Contour labeling items
++++++++
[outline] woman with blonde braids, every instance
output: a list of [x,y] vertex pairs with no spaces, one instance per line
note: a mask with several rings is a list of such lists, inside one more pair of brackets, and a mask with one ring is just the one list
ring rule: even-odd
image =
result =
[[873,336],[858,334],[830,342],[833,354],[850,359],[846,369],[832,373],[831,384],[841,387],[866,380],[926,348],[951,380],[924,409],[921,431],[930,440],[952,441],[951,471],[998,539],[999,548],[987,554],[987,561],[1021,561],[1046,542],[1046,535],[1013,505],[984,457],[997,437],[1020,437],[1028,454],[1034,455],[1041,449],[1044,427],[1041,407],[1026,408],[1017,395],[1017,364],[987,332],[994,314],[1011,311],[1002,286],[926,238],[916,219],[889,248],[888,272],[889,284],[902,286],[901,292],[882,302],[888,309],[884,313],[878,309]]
++++++++
* [Task]
Return the material in full, exactly as shown.

* [The response]
[outline] woman with blonde braids, every instance
output: a list of [x,y] vertex pairs with no spaces, one instance per line
note: a mask with several rings is a list of such lists, inside one more pair of brackets, and a mask with one ring is just the one list
ring rule: even-odd
image =
result =
[[873,336],[858,334],[830,342],[833,354],[850,359],[846,369],[832,373],[831,384],[841,387],[866,380],[926,348],[951,380],[924,409],[921,431],[930,440],[952,441],[951,471],[998,539],[999,548],[987,554],[987,561],[1021,561],[1046,542],[1046,535],[1013,505],[984,457],[997,437],[1020,437],[1028,454],[1034,455],[1041,449],[1044,427],[1041,407],[1026,408],[1017,395],[1017,364],[987,332],[994,314],[1011,311],[1002,286],[926,238],[916,219],[889,248],[888,272],[889,284],[902,286],[901,292],[882,302],[888,309],[884,313],[878,309]]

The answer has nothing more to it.